Stored items from a collection:
┌────────
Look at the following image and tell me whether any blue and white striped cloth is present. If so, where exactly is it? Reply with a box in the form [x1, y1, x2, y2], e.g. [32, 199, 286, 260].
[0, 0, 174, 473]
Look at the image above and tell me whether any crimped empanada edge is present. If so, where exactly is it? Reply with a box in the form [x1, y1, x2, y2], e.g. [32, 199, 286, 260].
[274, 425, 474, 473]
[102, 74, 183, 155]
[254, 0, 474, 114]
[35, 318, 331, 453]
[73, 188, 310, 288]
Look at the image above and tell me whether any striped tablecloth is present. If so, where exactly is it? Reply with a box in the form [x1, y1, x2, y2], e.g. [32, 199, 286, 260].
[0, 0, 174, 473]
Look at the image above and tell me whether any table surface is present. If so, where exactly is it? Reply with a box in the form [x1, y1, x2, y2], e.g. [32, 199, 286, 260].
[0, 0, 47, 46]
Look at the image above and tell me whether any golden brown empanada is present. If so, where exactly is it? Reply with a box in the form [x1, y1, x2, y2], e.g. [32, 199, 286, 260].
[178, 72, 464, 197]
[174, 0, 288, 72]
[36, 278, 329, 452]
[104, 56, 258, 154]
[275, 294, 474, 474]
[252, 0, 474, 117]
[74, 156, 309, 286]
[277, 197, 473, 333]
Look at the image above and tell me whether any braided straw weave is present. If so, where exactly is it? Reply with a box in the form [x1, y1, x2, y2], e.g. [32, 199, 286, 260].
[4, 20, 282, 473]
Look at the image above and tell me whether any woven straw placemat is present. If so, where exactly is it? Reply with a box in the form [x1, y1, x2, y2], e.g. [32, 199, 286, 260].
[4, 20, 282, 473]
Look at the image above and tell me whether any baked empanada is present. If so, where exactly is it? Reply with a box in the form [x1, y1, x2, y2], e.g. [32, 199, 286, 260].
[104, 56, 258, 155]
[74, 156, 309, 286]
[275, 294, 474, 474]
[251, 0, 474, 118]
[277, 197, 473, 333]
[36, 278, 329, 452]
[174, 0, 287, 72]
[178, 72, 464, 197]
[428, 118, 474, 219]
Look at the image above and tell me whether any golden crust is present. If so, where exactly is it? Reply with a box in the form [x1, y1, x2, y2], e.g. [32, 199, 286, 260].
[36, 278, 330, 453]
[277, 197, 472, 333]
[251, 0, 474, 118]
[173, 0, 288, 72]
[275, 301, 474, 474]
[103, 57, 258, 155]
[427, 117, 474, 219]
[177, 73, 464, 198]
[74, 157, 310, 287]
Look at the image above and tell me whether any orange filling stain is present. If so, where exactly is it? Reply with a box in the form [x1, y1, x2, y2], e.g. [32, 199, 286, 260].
└────────
Please rewrite the listing above, replacing each "tell me whether" with "state whether" and keeping everything else the same.

Look at the following image and state whether any blue and white striped cloth is present. If so, where exactly is it? Reply with a box in the form [x1, y1, x2, y2], e.g. [32, 199, 286, 260].
[0, 0, 174, 473]
Look at the image above and state whether any crimped empanada edge is present. If so, where exactly is it? Reply with a box in the form [x1, y1, x2, y2], e.g. [32, 199, 286, 260].
[274, 425, 474, 473]
[102, 74, 183, 155]
[254, 0, 474, 114]
[35, 318, 331, 453]
[73, 188, 310, 288]
Look at the image above and state whether any striped tablecloth is present. If so, where exactly is it? Reply with a box in the form [x1, y1, x2, y2], e.g. [32, 199, 286, 260].
[0, 0, 174, 473]
Look at the image above and state whether any table surface is present. If so, where exactly is it? Reply with a box in the form [x1, y1, x2, y2], e.g. [32, 199, 286, 260].
[0, 0, 47, 46]
Look at the image above and state whether any golden brown empanada is present. If so, where exactly is it? Reply with a box in the form [x1, y1, x2, y2], e.g. [32, 199, 286, 260].
[178, 72, 464, 197]
[174, 0, 288, 72]
[36, 278, 329, 452]
[104, 56, 258, 154]
[275, 294, 474, 474]
[252, 0, 474, 117]
[74, 156, 309, 286]
[277, 197, 473, 333]
Look at the image above and state whether any braided straw weave is present. If so, where exactly is it? Reply with a box in the form [x1, y1, x2, y2], e.g. [32, 199, 286, 260].
[4, 20, 282, 473]
Look at the image above and state whether any woven straw placemat is present. If so, where exactly is it? Reply with a box in the form [x1, y1, x2, y2], e.g. [32, 199, 286, 260].
[4, 20, 282, 473]
Look at the image above and state whether any baked empanada is present. If so, where exactly is it? Reply with a box in the form [x1, y1, x2, y2], e.g. [32, 199, 286, 260].
[104, 56, 258, 155]
[74, 156, 309, 286]
[275, 294, 474, 474]
[251, 0, 474, 118]
[277, 197, 473, 333]
[36, 278, 329, 452]
[174, 0, 287, 72]
[178, 72, 464, 197]
[428, 118, 474, 219]
Look at the image above and state whether any golden crust is present. If so, where exactly is it? Reply with a box in the form [x1, y1, x2, y2], e.g. [32, 199, 286, 260].
[36, 278, 330, 453]
[277, 197, 472, 333]
[251, 0, 474, 118]
[173, 0, 288, 72]
[275, 301, 474, 474]
[103, 57, 258, 155]
[427, 117, 474, 219]
[177, 73, 464, 198]
[74, 157, 310, 287]
Look at the image above and state whether any orange filling stain is present. If so, where exactly is it? Reply with a box in the form [x1, y1, x2, y2], e.g. [32, 199, 286, 260].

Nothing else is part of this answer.